Photo labels with bounding boxes:
━━━━━━━━

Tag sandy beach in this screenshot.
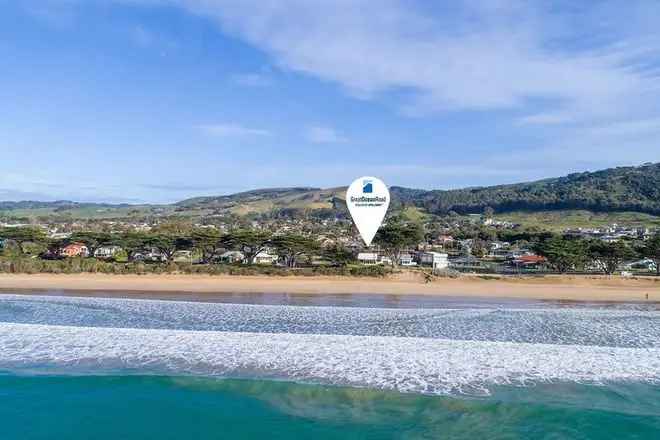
[0,273,660,301]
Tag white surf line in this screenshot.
[0,324,660,394]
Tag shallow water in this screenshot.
[0,375,660,440]
[0,295,660,439]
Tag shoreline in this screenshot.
[0,272,660,302]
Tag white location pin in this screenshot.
[346,176,390,246]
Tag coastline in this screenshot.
[0,273,660,302]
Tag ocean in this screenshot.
[0,295,660,440]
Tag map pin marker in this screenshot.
[346,176,390,246]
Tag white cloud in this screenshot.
[129,0,660,124]
[232,73,273,87]
[304,125,347,144]
[197,123,272,137]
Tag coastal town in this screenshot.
[0,208,660,276]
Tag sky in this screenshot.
[0,0,660,203]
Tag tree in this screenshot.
[323,244,355,266]
[191,228,220,263]
[271,234,319,267]
[0,227,48,257]
[641,232,660,276]
[374,218,424,266]
[470,238,488,258]
[110,232,149,260]
[588,240,633,275]
[220,229,272,264]
[536,236,587,273]
[0,227,46,246]
[67,232,113,255]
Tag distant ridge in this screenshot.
[0,163,660,215]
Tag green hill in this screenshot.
[392,163,660,215]
[0,163,660,218]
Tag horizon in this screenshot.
[0,162,660,206]
[0,0,660,204]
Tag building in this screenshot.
[218,251,245,264]
[623,258,657,272]
[418,252,449,270]
[131,249,167,263]
[358,252,382,266]
[399,254,417,266]
[254,251,279,264]
[172,250,200,264]
[60,243,89,258]
[510,255,547,269]
[94,246,122,260]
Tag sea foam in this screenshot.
[0,323,660,394]
[0,295,660,348]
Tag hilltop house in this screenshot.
[60,243,89,258]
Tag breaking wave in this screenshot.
[0,323,660,394]
[0,295,660,348]
[0,295,660,394]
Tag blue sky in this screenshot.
[0,0,660,202]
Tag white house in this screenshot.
[358,252,381,266]
[419,252,449,270]
[94,246,122,260]
[219,251,245,263]
[399,254,417,266]
[254,251,278,264]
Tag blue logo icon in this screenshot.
[362,180,374,194]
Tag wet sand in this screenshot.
[0,273,660,302]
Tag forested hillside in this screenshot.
[392,163,660,215]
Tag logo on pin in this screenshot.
[346,177,390,246]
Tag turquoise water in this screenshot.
[0,295,660,440]
[0,376,660,440]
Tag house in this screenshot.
[131,248,167,263]
[623,258,656,272]
[254,251,279,264]
[60,243,89,258]
[449,255,488,270]
[399,254,417,266]
[218,251,245,264]
[358,252,382,266]
[172,250,201,264]
[94,246,122,260]
[510,255,547,269]
[417,252,449,270]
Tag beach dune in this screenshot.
[0,272,660,301]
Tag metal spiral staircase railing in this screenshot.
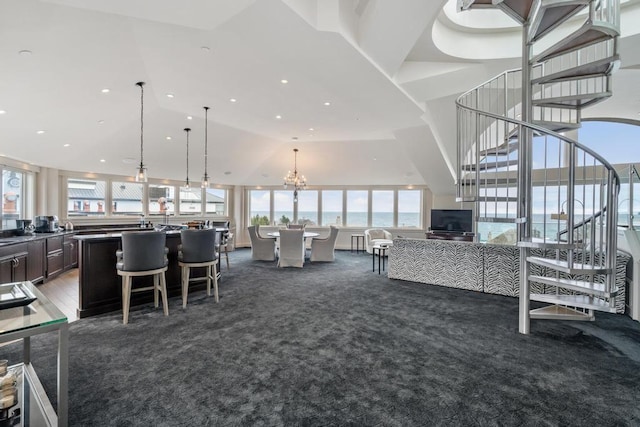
[456,0,623,334]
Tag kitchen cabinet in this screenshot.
[62,234,78,271]
[47,236,64,280]
[27,239,47,283]
[0,243,27,283]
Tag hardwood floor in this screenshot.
[37,268,80,322]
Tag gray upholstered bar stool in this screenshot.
[116,231,169,325]
[178,229,220,308]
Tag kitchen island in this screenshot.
[75,228,227,318]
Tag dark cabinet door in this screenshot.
[27,239,47,283]
[0,258,13,283]
[12,253,27,282]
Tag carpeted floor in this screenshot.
[0,249,640,426]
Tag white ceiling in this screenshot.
[0,0,640,194]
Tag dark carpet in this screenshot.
[0,249,640,426]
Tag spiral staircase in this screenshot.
[456,0,624,334]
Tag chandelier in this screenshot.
[136,82,147,182]
[284,148,307,203]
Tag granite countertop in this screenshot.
[0,231,73,247]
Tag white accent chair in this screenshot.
[116,231,169,325]
[311,225,339,262]
[364,228,393,253]
[247,225,276,261]
[278,229,307,267]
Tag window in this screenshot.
[398,190,422,228]
[111,181,144,215]
[249,190,271,225]
[205,188,227,216]
[179,187,202,215]
[347,190,369,227]
[371,190,393,227]
[273,190,293,225]
[147,184,176,215]
[298,190,318,225]
[322,190,342,226]
[2,169,25,230]
[67,178,107,217]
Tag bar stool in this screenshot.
[178,228,219,308]
[116,231,169,325]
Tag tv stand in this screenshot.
[426,231,475,242]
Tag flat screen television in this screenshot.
[431,209,473,233]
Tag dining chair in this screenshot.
[247,225,276,261]
[178,228,219,308]
[310,225,339,262]
[278,229,306,267]
[116,231,169,325]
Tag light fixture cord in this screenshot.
[184,128,191,185]
[204,107,209,179]
[137,82,144,169]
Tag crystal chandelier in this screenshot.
[136,82,147,182]
[284,148,307,203]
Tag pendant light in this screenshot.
[136,82,147,182]
[202,107,209,188]
[184,128,191,190]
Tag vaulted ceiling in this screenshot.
[0,0,640,194]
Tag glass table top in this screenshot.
[0,281,67,337]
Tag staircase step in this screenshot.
[477,216,527,224]
[529,305,595,320]
[529,276,617,298]
[462,159,518,171]
[531,55,620,85]
[531,21,619,64]
[479,140,518,157]
[529,294,616,313]
[458,0,532,24]
[527,257,612,274]
[531,92,613,108]
[460,178,518,187]
[532,120,580,132]
[518,238,584,249]
[529,0,590,42]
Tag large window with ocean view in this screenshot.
[111,181,144,215]
[347,190,369,227]
[249,190,271,225]
[398,190,422,228]
[371,190,394,227]
[273,190,293,225]
[298,190,318,225]
[67,179,107,217]
[322,190,342,227]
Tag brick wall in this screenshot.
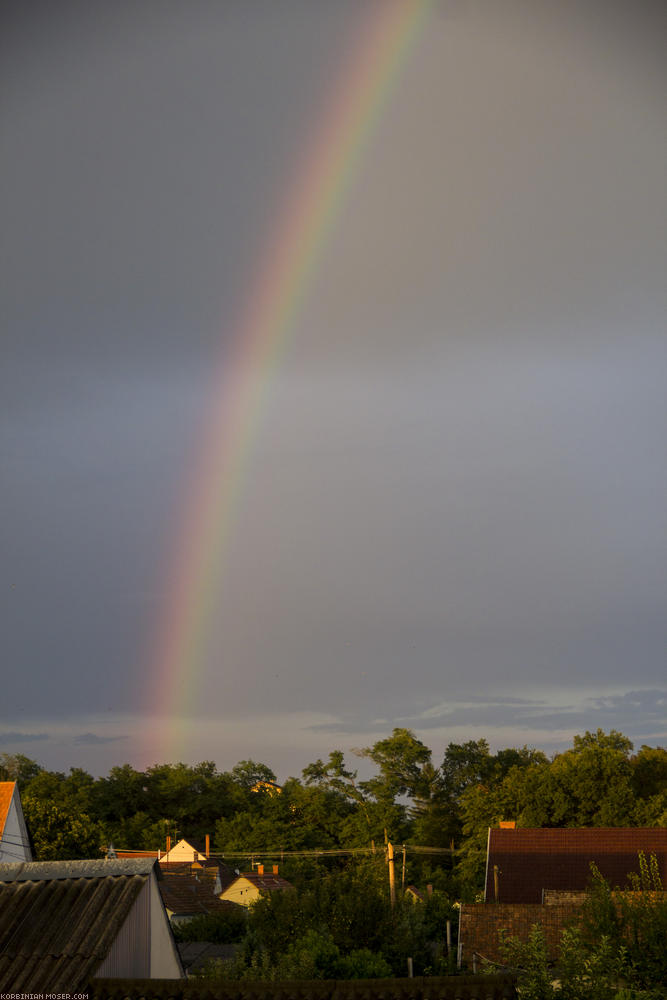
[459,903,581,968]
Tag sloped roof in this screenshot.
[160,873,244,916]
[0,858,160,882]
[0,781,16,840]
[160,858,238,889]
[0,862,149,993]
[234,872,294,892]
[485,827,667,903]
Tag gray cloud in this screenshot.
[74,733,127,746]
[0,0,667,767]
[0,732,51,745]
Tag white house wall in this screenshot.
[149,875,183,979]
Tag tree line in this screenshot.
[0,728,667,898]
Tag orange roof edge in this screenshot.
[0,781,16,838]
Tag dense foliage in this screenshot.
[196,854,454,980]
[0,729,667,899]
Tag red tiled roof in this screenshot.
[485,827,667,903]
[0,781,16,840]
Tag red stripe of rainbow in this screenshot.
[148,0,434,753]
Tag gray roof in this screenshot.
[0,860,152,993]
[0,858,160,882]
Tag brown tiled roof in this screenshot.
[159,873,237,916]
[0,781,16,840]
[114,850,159,861]
[0,865,148,993]
[237,872,294,892]
[485,827,667,903]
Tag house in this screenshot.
[159,863,237,924]
[0,859,183,994]
[0,781,32,863]
[160,834,211,864]
[220,865,294,906]
[484,827,667,903]
[160,873,244,924]
[458,824,667,969]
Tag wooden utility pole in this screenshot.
[387,841,396,906]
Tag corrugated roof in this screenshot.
[0,858,160,882]
[0,862,149,993]
[0,781,16,840]
[486,827,667,903]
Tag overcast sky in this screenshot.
[0,0,667,778]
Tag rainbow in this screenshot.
[147,0,434,760]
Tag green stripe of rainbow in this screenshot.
[148,0,434,753]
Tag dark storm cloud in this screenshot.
[0,0,667,768]
[74,733,127,746]
[0,732,51,746]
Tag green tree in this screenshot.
[0,753,43,792]
[22,793,103,861]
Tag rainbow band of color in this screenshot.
[148,0,434,759]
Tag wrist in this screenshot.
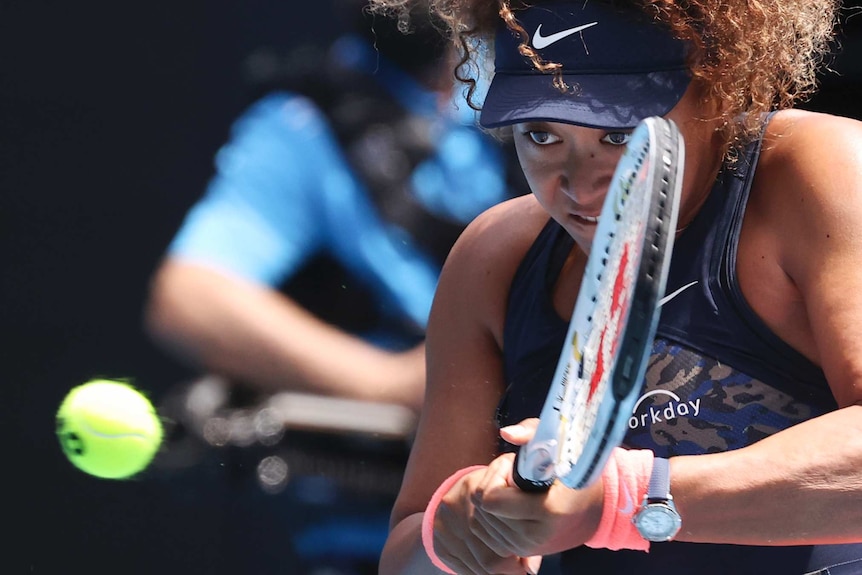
[585,448,654,551]
[422,465,485,575]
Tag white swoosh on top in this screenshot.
[533,22,598,50]
[658,280,697,307]
[618,481,635,515]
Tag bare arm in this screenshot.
[145,259,425,409]
[408,111,862,568]
[672,112,862,545]
[380,196,547,575]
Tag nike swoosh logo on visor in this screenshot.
[533,22,598,50]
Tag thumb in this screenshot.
[500,417,539,445]
[521,555,542,575]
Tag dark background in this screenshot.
[5,0,862,574]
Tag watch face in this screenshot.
[635,504,681,541]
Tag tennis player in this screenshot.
[373,0,862,575]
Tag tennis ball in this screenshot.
[57,379,163,479]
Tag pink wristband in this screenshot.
[585,447,654,552]
[422,465,486,575]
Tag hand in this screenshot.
[434,468,541,575]
[471,419,603,557]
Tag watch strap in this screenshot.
[646,457,670,500]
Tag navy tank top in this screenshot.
[498,132,862,575]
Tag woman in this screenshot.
[366,0,862,575]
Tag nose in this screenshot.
[558,138,618,211]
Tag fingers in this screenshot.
[500,417,539,445]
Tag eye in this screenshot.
[524,130,560,146]
[602,132,632,146]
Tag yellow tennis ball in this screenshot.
[57,379,163,479]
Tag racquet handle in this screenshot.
[512,442,555,493]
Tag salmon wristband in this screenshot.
[422,465,487,575]
[585,447,654,552]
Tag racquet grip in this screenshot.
[512,447,554,493]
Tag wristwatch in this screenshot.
[632,457,682,541]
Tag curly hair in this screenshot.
[370,0,841,156]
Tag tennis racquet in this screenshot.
[513,117,685,491]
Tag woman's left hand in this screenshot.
[472,419,603,557]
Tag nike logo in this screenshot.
[658,280,697,307]
[533,22,598,50]
[619,481,635,515]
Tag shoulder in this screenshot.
[233,91,336,138]
[763,110,862,177]
[755,110,862,230]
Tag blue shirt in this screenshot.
[169,39,510,348]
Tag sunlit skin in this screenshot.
[380,68,862,575]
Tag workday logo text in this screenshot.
[629,389,700,429]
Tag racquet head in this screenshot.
[513,117,685,491]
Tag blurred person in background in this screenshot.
[145,0,527,573]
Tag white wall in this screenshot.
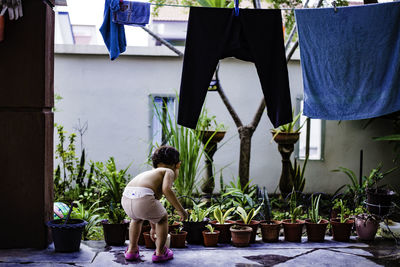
[55,46,399,193]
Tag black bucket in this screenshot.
[47,219,87,252]
[183,222,207,244]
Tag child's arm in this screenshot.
[162,169,188,220]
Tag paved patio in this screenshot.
[0,236,400,267]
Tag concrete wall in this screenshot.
[55,46,399,193]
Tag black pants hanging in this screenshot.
[178,7,292,128]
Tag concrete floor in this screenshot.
[0,236,400,267]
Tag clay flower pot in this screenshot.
[331,219,354,242]
[229,226,253,247]
[282,219,304,242]
[355,214,379,241]
[260,220,282,242]
[202,230,219,247]
[101,220,129,246]
[143,232,156,248]
[210,221,235,243]
[137,221,151,246]
[169,231,187,248]
[305,219,329,242]
[236,220,260,243]
[168,222,180,233]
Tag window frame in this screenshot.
[294,95,326,161]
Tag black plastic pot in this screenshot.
[365,189,396,216]
[101,220,129,246]
[183,222,207,244]
[47,219,87,252]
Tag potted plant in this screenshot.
[95,157,130,246]
[47,203,87,252]
[143,232,156,248]
[203,224,219,247]
[271,112,304,196]
[169,224,187,248]
[210,207,235,243]
[330,199,354,242]
[260,187,282,242]
[229,225,253,247]
[355,206,379,241]
[168,214,182,233]
[236,206,262,243]
[282,193,304,242]
[366,163,397,216]
[183,202,212,244]
[305,195,329,242]
[137,220,151,246]
[379,219,400,239]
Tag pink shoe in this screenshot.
[124,248,140,261]
[151,247,174,262]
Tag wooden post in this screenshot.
[0,0,54,248]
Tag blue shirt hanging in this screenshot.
[112,1,150,26]
[295,2,400,120]
[100,0,126,60]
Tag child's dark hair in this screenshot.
[151,146,179,168]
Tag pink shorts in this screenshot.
[121,187,167,223]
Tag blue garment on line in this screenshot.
[100,0,126,60]
[295,2,400,120]
[113,1,150,26]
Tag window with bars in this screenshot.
[151,95,175,147]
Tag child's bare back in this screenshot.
[127,167,175,199]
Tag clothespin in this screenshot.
[235,0,239,17]
[43,0,54,8]
[332,1,337,13]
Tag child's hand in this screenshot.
[178,209,189,221]
[150,227,157,242]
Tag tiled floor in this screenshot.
[0,237,400,267]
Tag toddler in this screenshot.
[121,146,188,262]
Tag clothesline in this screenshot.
[150,3,295,10]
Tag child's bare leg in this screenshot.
[156,215,168,256]
[127,220,143,253]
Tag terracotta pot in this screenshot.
[210,220,235,243]
[366,188,396,216]
[229,226,253,247]
[169,231,187,248]
[355,214,379,241]
[101,220,129,246]
[331,219,354,242]
[168,222,180,233]
[236,220,260,243]
[305,219,329,242]
[143,232,156,248]
[271,131,300,145]
[260,220,282,242]
[138,222,151,246]
[282,219,305,242]
[0,16,5,42]
[203,230,219,247]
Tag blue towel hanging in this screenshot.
[295,2,400,120]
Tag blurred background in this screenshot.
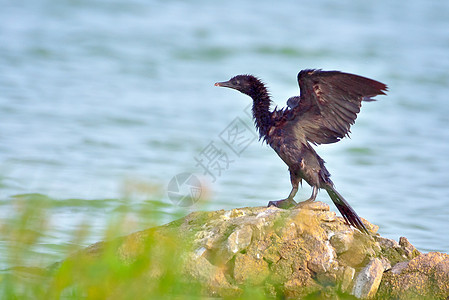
[0,0,449,265]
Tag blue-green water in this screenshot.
[0,0,449,268]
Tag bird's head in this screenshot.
[215,75,263,97]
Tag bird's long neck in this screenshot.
[250,82,272,138]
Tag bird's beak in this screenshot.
[214,81,234,89]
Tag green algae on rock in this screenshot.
[53,202,449,299]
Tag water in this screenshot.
[0,0,449,268]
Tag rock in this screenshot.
[352,258,384,299]
[54,202,449,299]
[377,252,449,299]
[227,225,253,253]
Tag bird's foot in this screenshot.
[295,198,315,208]
[267,198,296,209]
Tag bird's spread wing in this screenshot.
[290,70,387,144]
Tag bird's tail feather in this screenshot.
[326,185,368,234]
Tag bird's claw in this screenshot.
[267,198,296,209]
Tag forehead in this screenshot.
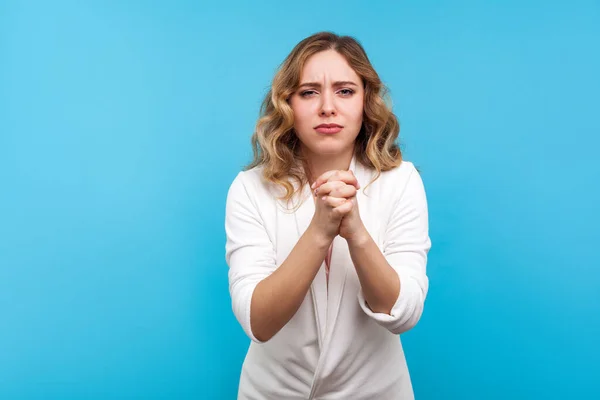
[300,50,360,83]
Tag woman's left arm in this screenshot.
[346,165,431,334]
[313,164,431,334]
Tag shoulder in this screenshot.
[228,166,272,205]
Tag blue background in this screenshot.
[0,1,600,400]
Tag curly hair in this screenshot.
[246,32,402,200]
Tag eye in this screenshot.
[300,90,317,97]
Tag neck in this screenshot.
[304,148,354,183]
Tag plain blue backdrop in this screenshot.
[0,0,600,400]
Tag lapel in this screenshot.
[294,157,368,349]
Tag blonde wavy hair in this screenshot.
[245,32,402,200]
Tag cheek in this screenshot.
[292,104,313,127]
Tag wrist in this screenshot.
[306,224,335,249]
[346,227,371,248]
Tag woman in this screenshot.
[226,33,431,400]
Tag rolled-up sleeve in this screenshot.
[225,172,276,343]
[358,165,431,334]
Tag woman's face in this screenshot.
[290,50,364,156]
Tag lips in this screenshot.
[315,124,343,135]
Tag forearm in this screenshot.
[250,226,332,341]
[348,231,400,314]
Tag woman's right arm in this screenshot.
[225,174,353,343]
[250,223,332,342]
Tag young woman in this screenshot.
[225,32,431,400]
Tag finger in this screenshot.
[311,171,360,190]
[329,184,356,199]
[332,201,353,217]
[314,181,346,197]
[321,196,348,208]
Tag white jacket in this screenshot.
[225,159,431,400]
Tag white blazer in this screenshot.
[225,159,431,400]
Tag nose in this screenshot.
[319,90,336,117]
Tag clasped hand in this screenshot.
[311,171,366,242]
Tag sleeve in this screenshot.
[358,162,431,334]
[225,173,276,343]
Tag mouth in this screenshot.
[315,124,344,135]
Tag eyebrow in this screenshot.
[298,81,358,89]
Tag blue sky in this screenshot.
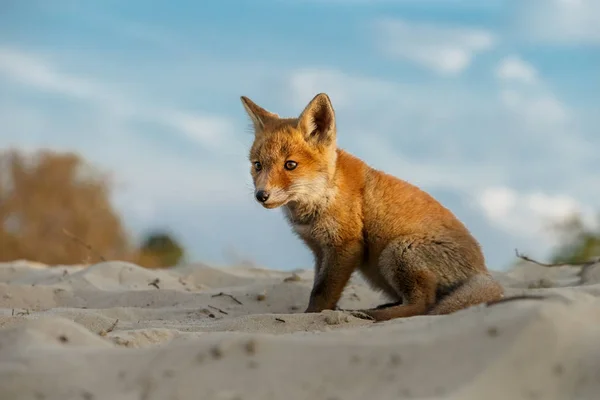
[0,0,600,269]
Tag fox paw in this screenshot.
[340,310,375,321]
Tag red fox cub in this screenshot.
[241,93,504,321]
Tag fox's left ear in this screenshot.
[298,93,335,145]
[240,96,279,134]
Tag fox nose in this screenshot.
[256,190,269,203]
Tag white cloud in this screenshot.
[376,18,495,75]
[500,89,569,127]
[495,56,538,84]
[477,186,595,245]
[517,0,600,45]
[0,47,237,150]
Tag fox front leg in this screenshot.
[305,243,362,313]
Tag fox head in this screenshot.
[241,93,337,208]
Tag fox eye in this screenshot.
[284,160,298,171]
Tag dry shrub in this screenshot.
[0,150,183,267]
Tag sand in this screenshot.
[0,261,600,400]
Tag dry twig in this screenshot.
[208,304,229,315]
[148,278,160,289]
[211,292,244,304]
[515,249,600,267]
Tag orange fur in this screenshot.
[241,93,503,321]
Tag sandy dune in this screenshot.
[0,262,600,400]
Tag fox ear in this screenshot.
[240,96,279,133]
[298,93,335,145]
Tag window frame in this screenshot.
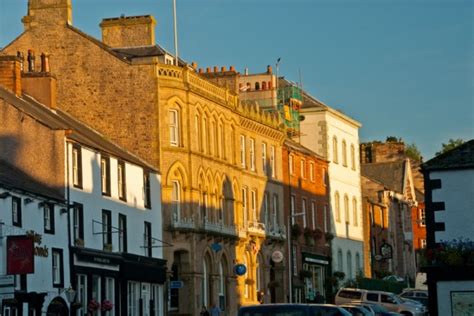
[72,144,83,189]
[118,213,128,253]
[72,202,84,244]
[168,109,180,147]
[117,160,127,202]
[100,155,110,196]
[143,170,151,209]
[12,196,22,227]
[102,209,113,250]
[51,248,64,288]
[43,202,55,235]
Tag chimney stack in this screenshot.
[0,56,22,96]
[100,15,156,47]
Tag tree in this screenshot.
[435,138,464,156]
[405,143,423,162]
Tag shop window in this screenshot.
[43,202,54,234]
[12,196,21,227]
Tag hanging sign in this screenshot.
[234,263,247,276]
[272,250,283,263]
[7,236,35,274]
[211,242,222,252]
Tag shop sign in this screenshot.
[26,230,49,258]
[272,250,283,263]
[234,263,247,276]
[7,236,35,274]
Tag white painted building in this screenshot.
[300,93,364,279]
[0,181,70,315]
[422,140,474,316]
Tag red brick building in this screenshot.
[282,140,330,302]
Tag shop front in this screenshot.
[72,248,166,316]
[302,252,329,303]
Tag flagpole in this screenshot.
[173,0,179,66]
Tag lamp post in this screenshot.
[288,212,306,303]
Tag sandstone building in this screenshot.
[3,0,286,315]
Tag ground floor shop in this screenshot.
[72,248,166,316]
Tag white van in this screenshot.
[335,288,426,316]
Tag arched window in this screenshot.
[169,109,180,146]
[342,140,347,167]
[344,194,350,224]
[219,259,227,311]
[337,249,343,272]
[194,114,204,152]
[334,191,341,222]
[352,197,359,226]
[351,144,355,170]
[347,251,354,279]
[201,255,211,306]
[244,253,250,298]
[171,180,181,221]
[356,252,362,274]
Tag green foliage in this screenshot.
[435,138,464,156]
[405,143,423,162]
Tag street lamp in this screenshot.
[288,212,306,303]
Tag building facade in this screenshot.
[282,140,331,303]
[0,53,166,315]
[0,0,286,315]
[422,140,474,316]
[300,92,364,280]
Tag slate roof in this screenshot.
[0,86,157,172]
[0,160,64,201]
[422,139,474,171]
[360,160,405,193]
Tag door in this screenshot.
[141,283,151,316]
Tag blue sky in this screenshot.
[0,0,474,160]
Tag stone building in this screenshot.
[300,91,364,280]
[282,140,331,303]
[3,0,286,315]
[422,139,474,316]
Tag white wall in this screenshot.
[67,144,163,258]
[0,189,70,312]
[430,169,474,242]
[301,109,364,277]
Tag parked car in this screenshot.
[339,304,375,316]
[398,290,428,307]
[356,302,401,316]
[238,304,351,316]
[335,288,426,316]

━━━━━━━━

▸ Exercise prompt
Substitute "cottage" for "house" in the part of the entries that opens with the line containing "Tag turquoise water in this screenshot." and closes with the line containing "[417,252,449,270]", changing nothing else. Reproduce only that part.

▸ Output of the exercise
Tag turquoise water in this screenshot.
[0,295,660,440]
[0,376,660,440]
Tag cottage in this screenshot.
[131,248,167,263]
[623,258,656,272]
[254,251,279,264]
[60,243,89,258]
[449,255,488,270]
[399,254,417,266]
[218,251,245,264]
[358,252,382,266]
[172,250,201,264]
[94,246,122,260]
[510,255,547,269]
[417,252,449,270]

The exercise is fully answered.